WORK TO DO: Please state how often roads should be swept, according to the text on transportation and the environment.

──────── SUPPLIED TEXT ────────

In the 21st century, global concern regarding environmental impacts and energy use for the transportation infrastructure demand different and new strategies to maintaining, operating, constructing, designing, and planning transportation solutions and systems. As observed by Evangelista (2014) environmental sustainability in the transportation industry is increasingly becoming a major concern. A sustainable transportation system is the one that (a) permits the basic access needs of societies and people to be attained safely and in a way that is consistent with ecosystem and human health, (b) operate efficiently and is affordable, and (3) minimizes waste and emissions. The challenge of climate change, as argued out by Liimatainen, Stenholm, Tapio and McKinnon (2012) demand transportation agencies to quickly devised strategies aimed at addressing this concern. Additionally, Scientists have unanimously agreed that transportation agencies need to minimize greenhouse emissions. This research paper identifies existing environmental aspects of the transportation industry and explores control measures to address the problem.

Environmental Aspects of Transportation Industry

Roads can pollute environment in different ways. For instance, roads that cause run-off to be contaminated can lead to environmental degradation. Additionally, vehicles travelling on roads can minimize air quality and produce disturbing noises. Other problems that can be caused by roads include contamination of natural resources, dust pollution, soil erosion, and landscape degradation. As pointed out by Northern Territory Government (2014), the major concern in road development encompass weed management, water pollution, visual amenity, vehicle and traffic noise, vegetation control and management, drainage and storm water management, soil contamination, social equity, resource consumption, land use management, greenhouse emissions, fire management, cultural heritage, biodiversity, and air pollution. Dirty roads can be a source of environmental pollution. Some of the measures that can be undertaken to keep roads clean, according to Northern Territory Government (2014), include covering all loads of soil being removed from site for disposal, installing litter traps lined with filter cloth, ensuring that the roads are swept at least once a day, and installing rumble grids and wheel washes at entire main road crossings.

──────── DATASET SECTION ────────

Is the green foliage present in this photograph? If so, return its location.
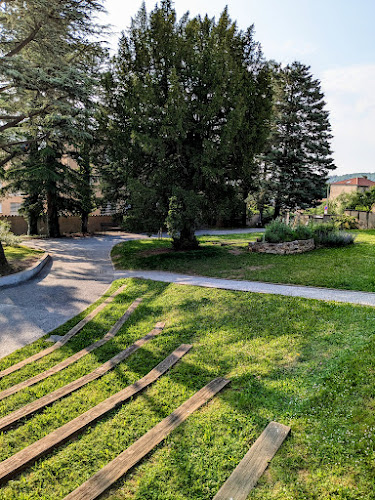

────────

RIGHT ANSWER: At least once a day.